__Passage__
------------------------------------------------------------------------

Of course, like these people who gaze at me, and forget me, I also watch at people with difficulties---severed limbs, or crawling people, or lepers, yet trying to survive. I admire them but only for fleeting seconds. The real “self” of me is too important that the thoughts about them are cast-off. And off I reside back to my own sufferings and pains. All alone. And all in daylight.

Every man is the same yet so different. And “Self” is a lingering phenomenon that does so. Self separates us as much as it unites us.  Some are so comfortable that nothing is ticking except comforts and they seek for more. Some, on the other hand, are so healthy that submission to pains or fragilities was just foolish, and lead a healthy but irreconcilable life.  While some are in so much pains that, behind every smiles, behind every walks, or behind every blinks, are something marked, unsatisfactorily. But all these differences tangle us up to make each one of us the citizen of this world. And they have resulted in different ideologies, beliefs, cultures or methods.

Perhaps, everything about us and beliefs is governed by the “self”.

------------------------------------------------------------------------

__Provided material__
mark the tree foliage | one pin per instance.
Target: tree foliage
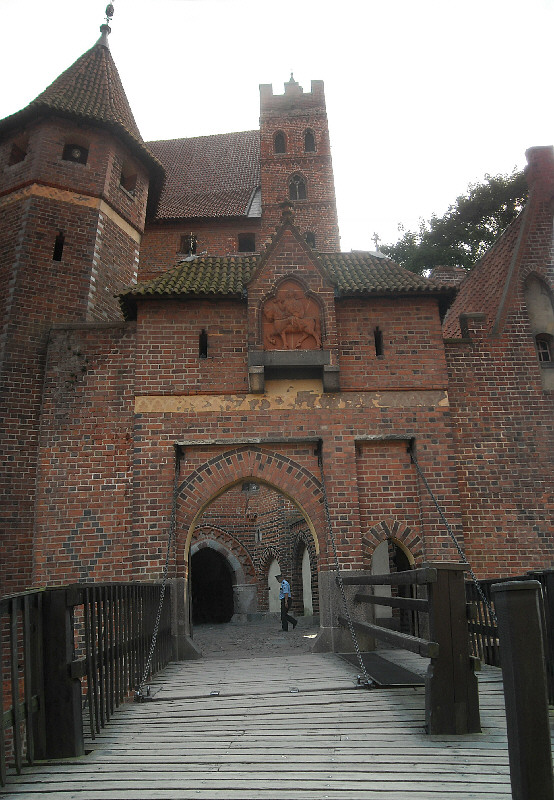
(468, 228)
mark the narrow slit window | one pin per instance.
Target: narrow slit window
(203, 344)
(58, 247)
(378, 339)
(188, 244)
(75, 153)
(543, 349)
(297, 188)
(309, 142)
(279, 142)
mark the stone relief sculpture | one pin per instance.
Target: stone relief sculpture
(291, 320)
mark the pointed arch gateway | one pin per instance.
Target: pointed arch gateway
(302, 507)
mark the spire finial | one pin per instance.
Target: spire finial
(105, 29)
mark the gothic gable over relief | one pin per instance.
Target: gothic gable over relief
(291, 320)
(291, 314)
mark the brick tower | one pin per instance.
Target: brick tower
(74, 182)
(295, 163)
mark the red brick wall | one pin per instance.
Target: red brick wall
(413, 352)
(84, 523)
(168, 347)
(40, 196)
(160, 247)
(504, 424)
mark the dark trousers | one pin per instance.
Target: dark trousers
(285, 616)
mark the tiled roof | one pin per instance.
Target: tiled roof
(228, 161)
(350, 273)
(366, 273)
(90, 90)
(482, 289)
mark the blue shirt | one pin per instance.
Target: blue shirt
(284, 590)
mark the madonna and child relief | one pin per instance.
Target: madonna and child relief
(291, 320)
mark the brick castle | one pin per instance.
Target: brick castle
(182, 335)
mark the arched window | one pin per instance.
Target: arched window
(309, 141)
(279, 142)
(297, 188)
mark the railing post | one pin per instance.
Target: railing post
(62, 692)
(519, 614)
(451, 691)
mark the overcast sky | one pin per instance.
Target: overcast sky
(423, 97)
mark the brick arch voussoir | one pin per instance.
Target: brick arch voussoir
(221, 540)
(385, 530)
(251, 462)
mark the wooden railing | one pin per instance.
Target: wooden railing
(451, 695)
(483, 630)
(65, 648)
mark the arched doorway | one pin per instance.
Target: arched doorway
(392, 556)
(273, 586)
(211, 587)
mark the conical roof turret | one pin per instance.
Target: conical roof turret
(90, 91)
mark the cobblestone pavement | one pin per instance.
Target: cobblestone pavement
(260, 638)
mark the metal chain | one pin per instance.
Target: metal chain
(453, 537)
(139, 695)
(368, 681)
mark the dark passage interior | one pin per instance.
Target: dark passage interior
(211, 587)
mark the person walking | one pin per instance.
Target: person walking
(286, 601)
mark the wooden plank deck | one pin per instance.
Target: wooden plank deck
(294, 727)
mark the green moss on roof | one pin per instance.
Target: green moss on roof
(212, 276)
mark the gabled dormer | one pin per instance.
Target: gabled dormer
(291, 313)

------------------------------------------------------------------------

Could you repeat the passage about the self word for word, from start to finish? The rows have no part in this.

__The result__
Of course, like these people who gaze at me, and forget me, I also watch at people with difficulties---severed limbs, or crawling people, or lepers, yet trying to survive. I admire them but only for fleeting seconds. The real “self” of me is too important that the thoughts about them are cast-off. And off I reside back to my own sufferings and pains. All alone. And all in daylight.

Every man is the same yet so different. And “Self” is a lingering phenomenon that does so. Self separates us as much as it unites us.  Some are so comfortable that nothing is ticking except comforts and they seek for more. Some, on the other hand, are so healthy that submission to pains or fragilities was just foolish, and lead a healthy but irreconcilable life.  While some are in so much pains that, behind every smiles, behind every walks, or behind every blinks, are something marked, unsatisfactorily. But all these differences tangle us up to make each one of us the citizen of this world. And they have resulted in different ideologies, beliefs, cultures or methods.

Perhaps, everything about us and beliefs is governed by the “self”.